Description of the task — Express every line of the entries below as a JSON list of strings, one string per line, skipping blank lines. Leave the pictures out of the answer.

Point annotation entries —

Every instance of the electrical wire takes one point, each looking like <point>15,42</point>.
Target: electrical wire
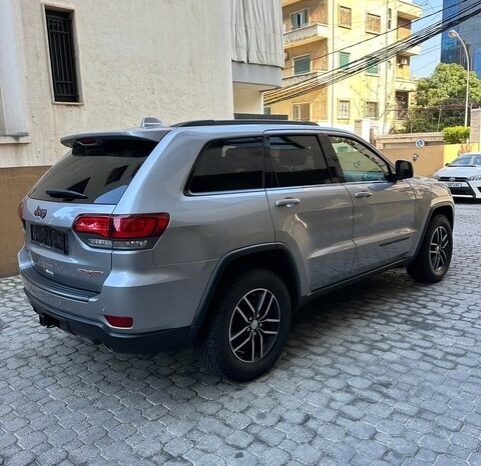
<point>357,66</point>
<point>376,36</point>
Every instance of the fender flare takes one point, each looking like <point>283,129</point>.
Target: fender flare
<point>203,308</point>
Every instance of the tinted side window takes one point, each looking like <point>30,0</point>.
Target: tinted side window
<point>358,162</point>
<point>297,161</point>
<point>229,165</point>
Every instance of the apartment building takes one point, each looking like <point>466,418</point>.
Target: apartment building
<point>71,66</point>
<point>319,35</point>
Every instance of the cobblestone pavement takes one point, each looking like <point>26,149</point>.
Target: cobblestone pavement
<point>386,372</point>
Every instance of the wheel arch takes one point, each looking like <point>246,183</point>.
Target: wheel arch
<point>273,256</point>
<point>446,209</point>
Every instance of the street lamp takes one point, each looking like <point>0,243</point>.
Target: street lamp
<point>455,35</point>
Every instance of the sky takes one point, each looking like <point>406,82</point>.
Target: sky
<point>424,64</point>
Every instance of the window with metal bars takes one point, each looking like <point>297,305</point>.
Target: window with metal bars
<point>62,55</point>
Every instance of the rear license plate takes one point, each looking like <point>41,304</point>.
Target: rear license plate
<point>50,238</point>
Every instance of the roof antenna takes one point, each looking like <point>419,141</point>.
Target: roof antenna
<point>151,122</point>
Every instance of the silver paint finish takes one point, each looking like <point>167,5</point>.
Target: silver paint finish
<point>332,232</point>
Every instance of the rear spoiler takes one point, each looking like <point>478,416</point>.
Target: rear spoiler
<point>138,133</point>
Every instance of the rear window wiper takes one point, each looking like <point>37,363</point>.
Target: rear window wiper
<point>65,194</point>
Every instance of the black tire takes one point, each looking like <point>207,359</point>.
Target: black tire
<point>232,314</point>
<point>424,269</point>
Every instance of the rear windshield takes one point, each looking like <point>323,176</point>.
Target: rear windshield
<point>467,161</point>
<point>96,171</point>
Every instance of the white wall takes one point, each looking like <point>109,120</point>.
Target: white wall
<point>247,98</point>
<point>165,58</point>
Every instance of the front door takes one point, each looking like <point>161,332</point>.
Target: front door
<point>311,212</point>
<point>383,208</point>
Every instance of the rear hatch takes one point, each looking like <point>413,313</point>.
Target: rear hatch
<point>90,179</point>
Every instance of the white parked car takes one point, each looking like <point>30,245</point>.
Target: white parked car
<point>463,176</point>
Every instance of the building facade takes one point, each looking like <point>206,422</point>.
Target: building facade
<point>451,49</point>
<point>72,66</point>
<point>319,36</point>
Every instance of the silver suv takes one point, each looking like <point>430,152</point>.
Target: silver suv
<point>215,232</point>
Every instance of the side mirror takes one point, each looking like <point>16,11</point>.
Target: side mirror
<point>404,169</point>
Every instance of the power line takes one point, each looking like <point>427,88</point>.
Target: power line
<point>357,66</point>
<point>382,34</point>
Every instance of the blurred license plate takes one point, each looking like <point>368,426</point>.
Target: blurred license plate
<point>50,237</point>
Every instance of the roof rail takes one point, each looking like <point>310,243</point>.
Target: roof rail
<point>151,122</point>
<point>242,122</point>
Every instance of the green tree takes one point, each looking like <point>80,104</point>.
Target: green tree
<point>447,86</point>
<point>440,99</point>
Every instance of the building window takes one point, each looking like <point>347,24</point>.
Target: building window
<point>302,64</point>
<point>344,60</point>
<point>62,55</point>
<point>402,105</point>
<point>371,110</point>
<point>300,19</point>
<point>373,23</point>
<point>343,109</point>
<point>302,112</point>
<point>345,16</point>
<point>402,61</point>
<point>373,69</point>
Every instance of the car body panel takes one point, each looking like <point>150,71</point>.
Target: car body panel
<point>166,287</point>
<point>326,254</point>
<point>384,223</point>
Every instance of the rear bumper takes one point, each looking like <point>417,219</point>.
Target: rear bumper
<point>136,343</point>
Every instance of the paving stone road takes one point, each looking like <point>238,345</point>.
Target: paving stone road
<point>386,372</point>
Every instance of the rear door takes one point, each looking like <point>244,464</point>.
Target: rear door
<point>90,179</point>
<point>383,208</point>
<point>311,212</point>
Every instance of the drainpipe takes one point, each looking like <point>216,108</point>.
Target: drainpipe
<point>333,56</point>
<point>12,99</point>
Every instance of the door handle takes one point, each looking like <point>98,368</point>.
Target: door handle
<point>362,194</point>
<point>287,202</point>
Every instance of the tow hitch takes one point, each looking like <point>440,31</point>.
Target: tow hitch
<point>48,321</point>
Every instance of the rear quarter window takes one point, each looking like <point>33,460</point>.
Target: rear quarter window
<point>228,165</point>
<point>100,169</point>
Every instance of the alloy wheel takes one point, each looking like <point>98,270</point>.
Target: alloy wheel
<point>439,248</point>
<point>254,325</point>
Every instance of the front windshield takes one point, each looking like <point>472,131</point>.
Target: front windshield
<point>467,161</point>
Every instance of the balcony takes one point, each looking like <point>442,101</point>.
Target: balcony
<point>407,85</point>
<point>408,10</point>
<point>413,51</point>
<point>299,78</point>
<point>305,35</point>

Task result —
[
  "Every instance of the electrical wire takes one point, each looking like <point>15,42</point>.",
  "Target: electrical wire",
  "<point>357,66</point>",
  "<point>376,36</point>",
  "Every instance of the fender flare takes one point, each looking like <point>283,129</point>.",
  "Target: fender flare",
  "<point>203,308</point>",
  "Every instance of the tinted side window takes one point, each looking like <point>30,0</point>.",
  "Target: tinted side window",
  "<point>358,162</point>",
  "<point>297,161</point>",
  "<point>229,165</point>",
  "Every instance of the apartment building takes one point, each looking like <point>466,418</point>.",
  "Target: apartment building",
  "<point>71,66</point>",
  "<point>319,35</point>",
  "Every instance of the cobblestone pavement takes one point, each looking like <point>26,149</point>.",
  "Target: cobblestone pavement",
  "<point>386,372</point>",
  "Every instance of the wheel arch takes one point, each looking like <point>246,183</point>.",
  "Target: wheel arch",
  "<point>273,256</point>",
  "<point>446,209</point>",
  "Every instance of the street lamp takes one point, each looking like <point>0,243</point>.",
  "Target: street lamp",
  "<point>455,35</point>",
  "Every instance of the sky takes one point, each looking like <point>406,82</point>.",
  "Target: sky",
  "<point>424,64</point>",
  "Every instance of the window with metal bars takes one point, each looking like <point>297,305</point>.",
  "Target: window with metal bars",
  "<point>62,55</point>",
  "Every instance of the rear license plate takes one point, each looking like <point>41,304</point>.",
  "Target: rear license plate",
  "<point>50,238</point>",
  "Every instance of the roof antenna takes one point, each looking like <point>419,141</point>.",
  "Target: roof antenna",
  "<point>151,122</point>",
  "Every instance of the silver paint finish takes one point, each looking like <point>167,5</point>.",
  "Target: silver paint finish",
  "<point>332,232</point>",
  "Every instance of the rear spoiler takes one point, each looking like <point>478,416</point>.",
  "Target: rear spoiler",
  "<point>138,133</point>",
  "Every instance of the rear window wiper takes one point, each looking like <point>37,363</point>.",
  "Target: rear window wiper",
  "<point>65,194</point>",
  "Every instance of the black tire takes one point, each looking like <point>207,359</point>.",
  "Target: black tire",
  "<point>232,314</point>",
  "<point>424,269</point>",
  "Every instance of the rear windshield takes one point, each looking like <point>323,176</point>.",
  "Target: rear windshield",
  "<point>467,161</point>",
  "<point>96,171</point>",
  "Every instance of the white wall takes one point, each looking like <point>109,120</point>.",
  "Target: white wall",
  "<point>247,98</point>",
  "<point>165,58</point>",
  "Every instance of the front door takes one point, each looking like <point>161,332</point>.",
  "Target: front door",
  "<point>311,212</point>",
  "<point>383,208</point>",
  "Every instance of the rear hatch takes one point, each looking like <point>413,313</point>.",
  "Target: rear hatch",
  "<point>90,179</point>",
  "Every instance of the white parked car takes one point, each looking like <point>30,245</point>.",
  "Target: white parked car",
  "<point>463,176</point>",
  "Every instance of the building facade takes one point, each looking like <point>206,422</point>.",
  "Target: building facade",
  "<point>451,49</point>",
  "<point>72,66</point>",
  "<point>319,36</point>",
  "Every instance of the silver suv takes one point, each looking like <point>430,152</point>.",
  "Target: silver suv",
  "<point>215,232</point>",
  "Every instance of the side mirror takes one point, each looking like <point>16,11</point>.",
  "Target: side mirror",
  "<point>404,169</point>",
  "Every instance of the power line takes one point, each looking like <point>427,88</point>.",
  "Target: power line",
  "<point>357,66</point>",
  "<point>382,34</point>",
  "Every instance of the blurred license plate takes one point, each looking like <point>368,426</point>.",
  "Target: blurred license plate",
  "<point>50,237</point>",
  "Every instance of the roof rail takes one point, each looking like <point>310,243</point>.",
  "Target: roof rail",
  "<point>151,122</point>",
  "<point>242,122</point>",
  "Every instance of the green tree takes one point, each looking like <point>80,104</point>.",
  "Target: green tree",
  "<point>447,86</point>",
  "<point>440,99</point>",
  "Every instance of the building window takes one point, each looking like <point>347,24</point>.",
  "Target: building window",
  "<point>302,64</point>",
  "<point>344,60</point>",
  "<point>62,55</point>",
  "<point>402,105</point>",
  "<point>371,110</point>",
  "<point>300,19</point>",
  "<point>373,23</point>",
  "<point>343,109</point>",
  "<point>302,112</point>",
  "<point>345,16</point>",
  "<point>402,61</point>",
  "<point>373,69</point>",
  "Every instance of the car body panel takes one point, each looking like <point>150,71</point>.",
  "Target: car body panel",
  "<point>166,287</point>",
  "<point>326,254</point>",
  "<point>384,223</point>",
  "Every instance of the rear bumper takes one point, each looking like <point>417,219</point>.",
  "Target: rear bumper",
  "<point>136,343</point>",
  "Every instance of the paving stone road takes one point, each looking like <point>238,345</point>.",
  "Target: paving stone road",
  "<point>386,372</point>",
  "Every instance of the rear door takes one point, each looking like <point>244,464</point>.",
  "Target: rear door",
  "<point>90,179</point>",
  "<point>383,208</point>",
  "<point>311,212</point>",
  "Every instance of the drainpipe takes one point, each looking like <point>216,108</point>.",
  "Target: drainpipe",
  "<point>333,56</point>",
  "<point>12,99</point>",
  "Every instance of the door handle takes one point, each looking like <point>98,368</point>.",
  "Target: door handle",
  "<point>362,194</point>",
  "<point>287,202</point>",
  "Every instance of the tow hitch takes one point, each looking like <point>440,31</point>.",
  "Target: tow hitch",
  "<point>48,321</point>",
  "Every instance of the rear quarter window takes one point, each looking like <point>33,460</point>.",
  "Target: rear quarter window",
  "<point>228,165</point>",
  "<point>100,169</point>",
  "Every instance of the alloy wheel takes one point, each looking like <point>98,270</point>.",
  "Target: alloy wheel",
  "<point>439,248</point>",
  "<point>254,325</point>",
  "Every instance of the front windshield takes one point, each looking like <point>472,131</point>.",
  "Target: front windshield",
  "<point>467,161</point>",
  "Every instance of the balcony takes one point, each looking like <point>442,101</point>.",
  "Target: balcony",
  "<point>407,85</point>",
  "<point>408,10</point>",
  "<point>413,51</point>",
  "<point>299,78</point>",
  "<point>305,35</point>"
]